Given passage START
Roj Asman Mah Khordad, 1382 Yz.
The little Avesta scripture that remains with us today is filled with numerous curiosities. Within the Avesta, the Gathas are easily the most complex to translate and understand. A mere four or five line stanza of hardly 25 words can throw up great challenges to even the most ardent student of our religion. Indeed many scholars have accepted that even after decades of study, the Gathas remain a mystery to them.
The Avesta has a number of ‘set phrases’ which keep on repeating over and over in different places. Perhaps the most common phrase, which many of us who recite the Avesta regularly come across very often is: ‘peresat Zarathushtro Ahurem Mazdam’ i.e., Zarathushtra asked Ahura Mazda. The reply formula is ‘aat mraot Ahuro Mazdao’, Ahura Mazda replied. This sentence formation is very common and is used to describe the conversations which Prophet Zarathushtra had with Ahura Mazda.
But there is one sentence construction in the Gathas which is a bit different and raises many questions. In the Ushtavad Gatha (Yasna 44), the normal ‘peresat Zarathushtro Ahurem Mazdam’ is changed. Here, the Avesta reads: ‘Tat thwa peresa, eresh moi vaocha Ahura’ – this do I ask Thee, answer me truly, O Ahura.
The way this sentence is constructed raises some questions. First of all, who is asking the question? Since the Gathas were composed by Prophet Zarathushtra, it is assumed by all that it is indeed Zarathushtra who is asking the questions. But the manner in which the question is asked seems a bit rude. Why does Zarathushtra (if indeed it is Zarathushtra asking the question) ask Ahura Mazda to ‘answer me truly?’ Does that mean that there is a possibility that Ahura Mazda may be lying? The operative word is ‘eresh’ – true, truly (in Gujarati what we call ‘khare kharu’). Even in the Pahlavi translation of the Gatha, the Pahlavi word used for eresh is ‘rast’ – true. Why this construct?
Yasna 44 is one of the most deeply mystical and poetic compositions in the Avesta. Its 20 paragraphs all follow this common opening sentence – this do I ask Thee, answer me truly, O Ahura. Then follow some questions, many of which may seem even childish: how can I gain friendship with Thee, who made the sky and the stars, who makes the moon wax and wane, which artist made darkness and light, which artist made sleep and waking and so on. But surprisingly, there are no answers! The entire chapter (Ha 44) only seems to contain the questions (supposedly asked by Zarathushtra) to Ahura Mazda. But where are the answers? Our scholars have no reply. Why the emphasis on getting the right answer? (even though no answers seem to be given?) Our scholars have no reply.
Readers of Frashogard may realize by now that the Zoroastrian Mystic revelation of Khshnoom always has the answers. These answers make one jump with joy, they provide us with a feeling of deep, intense inner joy, what is known in the Pahlavi as ‘urvakhmani’ – inner bliss. That is the beauty of Khshnoom.
Dr. Saheb Framroze Chiniwalla has of course translated all the Gathas in separate books. His book on Yasna 44 was one of the most eagerly awaited as it was expected that he would provide us with the answers to the questions. But it was a long wait. The book on Yasna 44 was printed in 2010 – nearly 50 years after Dr. Saheb passed away. It is in this book that the mystery of the questions and their answers is finally revealed in a most masterful way.
Given passage END
Data records START
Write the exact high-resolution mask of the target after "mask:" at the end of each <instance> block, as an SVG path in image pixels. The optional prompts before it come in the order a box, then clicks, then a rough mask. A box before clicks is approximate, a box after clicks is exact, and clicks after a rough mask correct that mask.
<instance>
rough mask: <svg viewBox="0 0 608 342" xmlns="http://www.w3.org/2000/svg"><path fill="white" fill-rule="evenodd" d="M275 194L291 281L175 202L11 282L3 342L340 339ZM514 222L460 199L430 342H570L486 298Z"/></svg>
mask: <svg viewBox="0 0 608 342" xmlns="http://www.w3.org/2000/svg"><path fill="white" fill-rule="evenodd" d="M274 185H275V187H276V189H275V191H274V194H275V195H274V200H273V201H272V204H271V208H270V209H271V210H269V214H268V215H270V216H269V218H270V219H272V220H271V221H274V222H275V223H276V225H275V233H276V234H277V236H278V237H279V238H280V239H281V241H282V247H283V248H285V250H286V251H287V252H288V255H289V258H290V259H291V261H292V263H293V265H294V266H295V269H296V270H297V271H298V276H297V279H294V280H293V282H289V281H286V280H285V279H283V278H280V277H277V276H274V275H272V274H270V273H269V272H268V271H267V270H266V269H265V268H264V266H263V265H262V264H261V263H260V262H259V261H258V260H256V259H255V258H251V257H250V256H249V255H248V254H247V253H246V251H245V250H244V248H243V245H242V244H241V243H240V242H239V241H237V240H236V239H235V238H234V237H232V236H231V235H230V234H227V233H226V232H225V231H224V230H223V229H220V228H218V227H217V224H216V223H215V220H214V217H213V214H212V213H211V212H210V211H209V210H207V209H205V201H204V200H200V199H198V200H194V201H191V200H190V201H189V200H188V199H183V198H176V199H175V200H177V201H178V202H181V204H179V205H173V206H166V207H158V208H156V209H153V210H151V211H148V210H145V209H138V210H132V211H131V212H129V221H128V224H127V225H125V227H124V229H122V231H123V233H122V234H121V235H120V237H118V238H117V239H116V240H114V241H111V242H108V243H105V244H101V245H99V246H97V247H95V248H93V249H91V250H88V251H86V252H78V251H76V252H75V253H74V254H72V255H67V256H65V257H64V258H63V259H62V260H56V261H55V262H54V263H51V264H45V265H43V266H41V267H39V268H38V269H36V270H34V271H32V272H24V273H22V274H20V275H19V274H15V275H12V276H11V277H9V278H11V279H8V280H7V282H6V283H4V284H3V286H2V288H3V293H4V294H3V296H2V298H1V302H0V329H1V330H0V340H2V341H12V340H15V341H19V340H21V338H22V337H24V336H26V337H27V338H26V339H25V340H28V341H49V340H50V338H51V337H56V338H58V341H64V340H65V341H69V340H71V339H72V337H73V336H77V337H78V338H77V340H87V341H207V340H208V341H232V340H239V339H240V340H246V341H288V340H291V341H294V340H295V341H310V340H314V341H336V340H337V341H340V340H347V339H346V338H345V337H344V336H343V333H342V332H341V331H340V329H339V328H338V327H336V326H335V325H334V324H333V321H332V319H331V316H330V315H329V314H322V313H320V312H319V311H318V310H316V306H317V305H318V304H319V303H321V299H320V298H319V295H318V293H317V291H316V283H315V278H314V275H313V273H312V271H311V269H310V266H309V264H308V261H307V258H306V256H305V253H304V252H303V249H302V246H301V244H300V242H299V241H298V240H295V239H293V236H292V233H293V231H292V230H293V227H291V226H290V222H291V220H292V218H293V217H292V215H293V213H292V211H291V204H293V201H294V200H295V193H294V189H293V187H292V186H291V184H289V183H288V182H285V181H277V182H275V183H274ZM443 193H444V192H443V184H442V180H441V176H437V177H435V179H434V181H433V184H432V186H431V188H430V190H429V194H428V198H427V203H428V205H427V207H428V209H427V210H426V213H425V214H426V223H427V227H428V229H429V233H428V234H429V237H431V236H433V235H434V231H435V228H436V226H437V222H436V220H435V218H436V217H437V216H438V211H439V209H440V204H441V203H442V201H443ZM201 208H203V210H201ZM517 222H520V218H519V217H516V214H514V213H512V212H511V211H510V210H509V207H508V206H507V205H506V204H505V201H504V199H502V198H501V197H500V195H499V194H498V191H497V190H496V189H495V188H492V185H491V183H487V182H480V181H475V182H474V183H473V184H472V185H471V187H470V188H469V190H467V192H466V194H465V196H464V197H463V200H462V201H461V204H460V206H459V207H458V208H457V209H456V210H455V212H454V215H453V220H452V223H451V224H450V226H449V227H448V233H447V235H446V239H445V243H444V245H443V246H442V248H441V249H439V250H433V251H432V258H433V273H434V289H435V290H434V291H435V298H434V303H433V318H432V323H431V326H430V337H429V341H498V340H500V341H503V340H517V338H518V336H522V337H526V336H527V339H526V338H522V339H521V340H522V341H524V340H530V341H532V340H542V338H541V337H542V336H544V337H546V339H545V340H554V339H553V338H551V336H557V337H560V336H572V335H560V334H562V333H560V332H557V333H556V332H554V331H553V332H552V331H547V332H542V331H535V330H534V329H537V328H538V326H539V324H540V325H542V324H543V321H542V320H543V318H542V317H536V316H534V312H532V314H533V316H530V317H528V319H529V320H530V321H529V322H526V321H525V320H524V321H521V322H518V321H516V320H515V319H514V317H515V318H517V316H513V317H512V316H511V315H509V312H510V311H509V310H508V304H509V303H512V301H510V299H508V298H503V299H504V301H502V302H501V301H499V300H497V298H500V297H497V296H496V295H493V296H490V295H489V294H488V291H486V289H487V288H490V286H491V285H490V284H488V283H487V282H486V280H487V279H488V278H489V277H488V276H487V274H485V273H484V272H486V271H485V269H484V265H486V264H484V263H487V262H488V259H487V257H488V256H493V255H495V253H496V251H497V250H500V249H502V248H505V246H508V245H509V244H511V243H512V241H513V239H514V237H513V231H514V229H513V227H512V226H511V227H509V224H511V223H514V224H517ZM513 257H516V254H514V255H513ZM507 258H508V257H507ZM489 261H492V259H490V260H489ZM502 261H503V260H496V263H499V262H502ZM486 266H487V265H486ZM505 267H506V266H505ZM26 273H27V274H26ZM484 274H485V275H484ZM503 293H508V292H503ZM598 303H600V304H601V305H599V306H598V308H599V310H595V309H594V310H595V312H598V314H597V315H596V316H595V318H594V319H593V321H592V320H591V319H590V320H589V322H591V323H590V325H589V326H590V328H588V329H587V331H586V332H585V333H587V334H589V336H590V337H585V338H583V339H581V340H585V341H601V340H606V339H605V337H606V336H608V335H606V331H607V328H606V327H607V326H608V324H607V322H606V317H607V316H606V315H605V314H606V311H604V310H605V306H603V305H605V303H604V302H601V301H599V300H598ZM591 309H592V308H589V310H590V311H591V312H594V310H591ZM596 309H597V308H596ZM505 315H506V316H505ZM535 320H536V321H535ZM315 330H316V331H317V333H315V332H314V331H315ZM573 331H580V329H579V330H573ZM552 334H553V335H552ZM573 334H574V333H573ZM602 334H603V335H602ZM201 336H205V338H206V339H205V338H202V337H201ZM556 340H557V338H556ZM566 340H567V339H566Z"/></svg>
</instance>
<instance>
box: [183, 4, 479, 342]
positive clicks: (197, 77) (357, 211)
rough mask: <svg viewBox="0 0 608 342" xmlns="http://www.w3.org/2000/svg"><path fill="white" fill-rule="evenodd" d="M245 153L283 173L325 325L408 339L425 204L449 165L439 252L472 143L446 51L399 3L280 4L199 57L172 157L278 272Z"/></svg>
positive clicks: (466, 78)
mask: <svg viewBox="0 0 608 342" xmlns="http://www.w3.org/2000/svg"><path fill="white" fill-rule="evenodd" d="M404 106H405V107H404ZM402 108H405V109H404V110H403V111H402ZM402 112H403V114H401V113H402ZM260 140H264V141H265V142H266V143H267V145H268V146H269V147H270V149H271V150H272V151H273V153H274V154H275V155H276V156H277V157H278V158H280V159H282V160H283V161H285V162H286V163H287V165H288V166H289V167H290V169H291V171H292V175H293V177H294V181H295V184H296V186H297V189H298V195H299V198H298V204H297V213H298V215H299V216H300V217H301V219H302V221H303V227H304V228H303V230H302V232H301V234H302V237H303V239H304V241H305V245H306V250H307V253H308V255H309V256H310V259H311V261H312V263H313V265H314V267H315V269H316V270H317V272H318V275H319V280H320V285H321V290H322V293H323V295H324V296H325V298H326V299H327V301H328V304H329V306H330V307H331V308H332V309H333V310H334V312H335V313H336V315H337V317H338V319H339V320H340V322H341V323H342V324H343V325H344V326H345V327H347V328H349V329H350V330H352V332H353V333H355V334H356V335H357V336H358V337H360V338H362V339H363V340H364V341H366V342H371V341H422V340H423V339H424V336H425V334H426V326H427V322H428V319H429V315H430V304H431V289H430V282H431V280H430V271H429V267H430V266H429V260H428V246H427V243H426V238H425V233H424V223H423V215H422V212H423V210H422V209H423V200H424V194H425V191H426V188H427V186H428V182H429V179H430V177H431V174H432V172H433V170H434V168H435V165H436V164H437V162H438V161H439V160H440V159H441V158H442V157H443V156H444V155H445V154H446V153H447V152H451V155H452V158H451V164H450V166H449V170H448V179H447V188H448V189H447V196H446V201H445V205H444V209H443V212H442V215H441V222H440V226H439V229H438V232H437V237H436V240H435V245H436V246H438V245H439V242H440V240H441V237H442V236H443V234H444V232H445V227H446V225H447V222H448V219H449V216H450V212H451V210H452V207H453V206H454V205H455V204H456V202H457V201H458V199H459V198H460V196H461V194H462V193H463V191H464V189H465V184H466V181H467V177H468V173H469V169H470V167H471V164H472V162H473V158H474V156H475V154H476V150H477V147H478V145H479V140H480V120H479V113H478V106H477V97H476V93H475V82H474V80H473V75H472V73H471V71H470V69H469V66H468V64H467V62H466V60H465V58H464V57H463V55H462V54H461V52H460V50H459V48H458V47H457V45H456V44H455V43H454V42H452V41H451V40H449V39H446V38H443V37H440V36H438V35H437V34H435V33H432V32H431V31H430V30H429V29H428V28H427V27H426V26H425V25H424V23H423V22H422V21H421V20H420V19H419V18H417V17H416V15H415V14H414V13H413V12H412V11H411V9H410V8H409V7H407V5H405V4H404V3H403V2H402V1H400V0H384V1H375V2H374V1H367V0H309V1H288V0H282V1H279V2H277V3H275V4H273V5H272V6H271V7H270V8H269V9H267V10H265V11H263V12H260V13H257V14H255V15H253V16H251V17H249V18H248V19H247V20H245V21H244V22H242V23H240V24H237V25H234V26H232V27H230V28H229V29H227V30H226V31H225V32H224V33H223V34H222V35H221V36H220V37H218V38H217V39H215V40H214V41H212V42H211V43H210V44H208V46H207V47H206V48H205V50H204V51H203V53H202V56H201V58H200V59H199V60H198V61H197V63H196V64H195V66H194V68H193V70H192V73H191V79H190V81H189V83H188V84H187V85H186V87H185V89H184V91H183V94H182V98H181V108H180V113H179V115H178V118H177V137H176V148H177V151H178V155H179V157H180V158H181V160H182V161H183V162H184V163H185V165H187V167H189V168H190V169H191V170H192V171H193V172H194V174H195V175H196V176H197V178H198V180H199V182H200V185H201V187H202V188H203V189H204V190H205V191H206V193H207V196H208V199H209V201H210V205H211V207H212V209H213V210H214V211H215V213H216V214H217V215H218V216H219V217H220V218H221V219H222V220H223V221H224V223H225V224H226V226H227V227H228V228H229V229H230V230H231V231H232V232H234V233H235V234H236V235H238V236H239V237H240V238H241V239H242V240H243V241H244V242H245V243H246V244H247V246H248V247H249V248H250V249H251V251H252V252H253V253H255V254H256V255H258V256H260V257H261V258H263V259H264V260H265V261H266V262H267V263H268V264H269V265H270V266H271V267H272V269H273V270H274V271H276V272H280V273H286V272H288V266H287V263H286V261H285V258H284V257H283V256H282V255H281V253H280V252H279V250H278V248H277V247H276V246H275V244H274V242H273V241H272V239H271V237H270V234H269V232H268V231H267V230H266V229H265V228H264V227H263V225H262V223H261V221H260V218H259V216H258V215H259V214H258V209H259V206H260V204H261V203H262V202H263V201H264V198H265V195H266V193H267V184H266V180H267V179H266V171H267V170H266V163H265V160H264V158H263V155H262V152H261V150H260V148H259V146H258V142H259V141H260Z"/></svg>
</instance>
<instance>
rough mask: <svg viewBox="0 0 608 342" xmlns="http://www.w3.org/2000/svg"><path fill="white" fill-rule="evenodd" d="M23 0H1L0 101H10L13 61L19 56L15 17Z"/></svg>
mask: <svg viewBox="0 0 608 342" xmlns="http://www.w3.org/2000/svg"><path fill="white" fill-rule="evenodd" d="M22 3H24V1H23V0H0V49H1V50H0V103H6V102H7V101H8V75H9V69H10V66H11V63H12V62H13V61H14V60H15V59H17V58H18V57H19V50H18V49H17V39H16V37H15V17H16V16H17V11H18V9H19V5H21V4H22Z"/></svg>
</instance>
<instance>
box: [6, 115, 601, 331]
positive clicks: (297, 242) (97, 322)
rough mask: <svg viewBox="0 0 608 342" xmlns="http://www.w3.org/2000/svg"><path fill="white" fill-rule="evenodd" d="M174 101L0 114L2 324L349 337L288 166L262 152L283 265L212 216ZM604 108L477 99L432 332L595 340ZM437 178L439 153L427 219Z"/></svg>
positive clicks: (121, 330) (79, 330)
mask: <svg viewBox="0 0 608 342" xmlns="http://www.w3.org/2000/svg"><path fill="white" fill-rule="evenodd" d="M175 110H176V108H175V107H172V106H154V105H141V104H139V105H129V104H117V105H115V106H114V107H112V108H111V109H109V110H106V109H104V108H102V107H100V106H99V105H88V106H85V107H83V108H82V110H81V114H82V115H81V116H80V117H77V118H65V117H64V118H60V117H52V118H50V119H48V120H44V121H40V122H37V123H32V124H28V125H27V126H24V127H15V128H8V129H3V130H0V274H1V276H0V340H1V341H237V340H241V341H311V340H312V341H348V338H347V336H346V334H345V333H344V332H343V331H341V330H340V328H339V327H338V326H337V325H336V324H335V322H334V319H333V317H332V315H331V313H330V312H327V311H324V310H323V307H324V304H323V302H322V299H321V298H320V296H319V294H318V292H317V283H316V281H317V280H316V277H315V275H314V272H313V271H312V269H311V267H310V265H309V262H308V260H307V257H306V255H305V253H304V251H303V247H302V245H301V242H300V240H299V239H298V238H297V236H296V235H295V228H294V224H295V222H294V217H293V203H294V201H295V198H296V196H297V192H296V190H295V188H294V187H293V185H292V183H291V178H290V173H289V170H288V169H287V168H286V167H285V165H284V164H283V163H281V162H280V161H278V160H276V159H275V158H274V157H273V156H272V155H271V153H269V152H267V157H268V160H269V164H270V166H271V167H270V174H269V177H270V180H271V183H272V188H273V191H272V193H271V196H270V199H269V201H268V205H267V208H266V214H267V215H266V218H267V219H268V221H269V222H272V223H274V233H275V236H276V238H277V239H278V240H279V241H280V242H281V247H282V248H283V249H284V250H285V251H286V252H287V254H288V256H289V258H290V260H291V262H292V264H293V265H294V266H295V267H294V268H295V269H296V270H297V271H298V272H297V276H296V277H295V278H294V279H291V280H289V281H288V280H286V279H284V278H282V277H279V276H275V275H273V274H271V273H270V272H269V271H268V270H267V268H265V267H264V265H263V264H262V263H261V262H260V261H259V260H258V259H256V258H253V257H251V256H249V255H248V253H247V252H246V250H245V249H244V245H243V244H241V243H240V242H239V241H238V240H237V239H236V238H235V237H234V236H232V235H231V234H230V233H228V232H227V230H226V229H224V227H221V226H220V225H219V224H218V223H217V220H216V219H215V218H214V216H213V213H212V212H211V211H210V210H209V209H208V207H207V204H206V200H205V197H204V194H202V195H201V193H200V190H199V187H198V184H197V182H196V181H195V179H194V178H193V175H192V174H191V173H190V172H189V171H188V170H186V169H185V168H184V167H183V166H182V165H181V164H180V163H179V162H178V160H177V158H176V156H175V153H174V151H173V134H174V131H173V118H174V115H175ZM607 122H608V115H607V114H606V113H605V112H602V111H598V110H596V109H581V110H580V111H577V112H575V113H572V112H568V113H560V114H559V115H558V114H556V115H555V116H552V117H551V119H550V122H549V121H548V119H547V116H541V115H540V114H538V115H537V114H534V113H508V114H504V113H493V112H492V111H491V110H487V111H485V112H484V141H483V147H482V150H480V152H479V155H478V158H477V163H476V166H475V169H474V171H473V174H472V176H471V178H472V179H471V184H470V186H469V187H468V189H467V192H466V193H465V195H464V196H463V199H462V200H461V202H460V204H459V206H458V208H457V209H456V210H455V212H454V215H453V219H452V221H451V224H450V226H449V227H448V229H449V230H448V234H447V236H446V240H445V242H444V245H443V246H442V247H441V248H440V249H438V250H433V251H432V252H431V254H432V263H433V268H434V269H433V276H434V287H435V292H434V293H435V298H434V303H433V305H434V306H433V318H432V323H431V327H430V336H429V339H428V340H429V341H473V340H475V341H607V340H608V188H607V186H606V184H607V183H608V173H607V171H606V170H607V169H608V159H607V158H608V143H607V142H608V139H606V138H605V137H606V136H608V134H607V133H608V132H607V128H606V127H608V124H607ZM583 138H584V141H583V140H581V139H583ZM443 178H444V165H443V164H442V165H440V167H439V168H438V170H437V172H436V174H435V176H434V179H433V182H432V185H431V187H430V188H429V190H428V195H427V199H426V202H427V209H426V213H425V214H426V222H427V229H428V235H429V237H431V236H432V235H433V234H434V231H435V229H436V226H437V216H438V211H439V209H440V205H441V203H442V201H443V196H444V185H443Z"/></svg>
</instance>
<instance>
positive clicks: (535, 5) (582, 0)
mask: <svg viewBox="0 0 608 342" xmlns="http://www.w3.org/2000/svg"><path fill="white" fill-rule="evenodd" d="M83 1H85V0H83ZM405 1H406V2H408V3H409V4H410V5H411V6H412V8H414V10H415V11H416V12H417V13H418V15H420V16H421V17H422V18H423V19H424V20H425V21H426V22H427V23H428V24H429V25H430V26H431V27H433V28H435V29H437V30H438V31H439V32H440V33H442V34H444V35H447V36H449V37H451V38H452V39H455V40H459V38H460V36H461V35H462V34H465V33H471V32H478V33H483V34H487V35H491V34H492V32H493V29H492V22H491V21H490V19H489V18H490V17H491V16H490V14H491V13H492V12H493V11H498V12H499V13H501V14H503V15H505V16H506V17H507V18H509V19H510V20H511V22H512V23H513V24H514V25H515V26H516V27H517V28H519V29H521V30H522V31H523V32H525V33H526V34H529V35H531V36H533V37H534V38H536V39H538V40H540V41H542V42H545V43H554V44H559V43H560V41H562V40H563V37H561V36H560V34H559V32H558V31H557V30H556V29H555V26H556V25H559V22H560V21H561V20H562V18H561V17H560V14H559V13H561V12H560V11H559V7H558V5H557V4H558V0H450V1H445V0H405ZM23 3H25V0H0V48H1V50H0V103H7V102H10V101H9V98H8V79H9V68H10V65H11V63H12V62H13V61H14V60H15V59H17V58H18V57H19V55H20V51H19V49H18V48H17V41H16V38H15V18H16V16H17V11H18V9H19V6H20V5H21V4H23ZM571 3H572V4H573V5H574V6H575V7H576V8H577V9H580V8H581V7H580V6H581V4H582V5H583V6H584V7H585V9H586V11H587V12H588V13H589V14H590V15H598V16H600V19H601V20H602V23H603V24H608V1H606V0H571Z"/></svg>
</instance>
Data records END
Brief 1 - According to the Gathas passage, in what year was Dr. Saheb Framroze Chiniwalla's book on Yasna 44 printed?
Brief 2 - Please return the part of the Gathas passage that begins at the words "Readers of Frashogard" and stops after "most masterful way.".

Exercise solution 1 - 2010

Exercise solution 2 -
Readers of Frashogard may realize by now that the Zoroastrian Mystic revelation of Khshnoom always has the answers. These answers make one jump with joy, they provide us with a feeling of deep, intense inner joy, what is known in the Pahlavi as ‘urvakhmani’ – inner bliss. That is the beauty of Khshnoom.
Dr. Saheb Framroze Chiniwalla has of course translated all the Gathas in separate books. His book on Yasna 44 was one of the most eagerly awaited as it was expected that he would provide us with the answers to the questions. But it was a long wait. The book on Yasna 44 was printed in 2010 – nearly 50 years after Dr. Saheb passed away. It is in this book that the mystery of the questions and their answers is finally revealed in a most masterful way.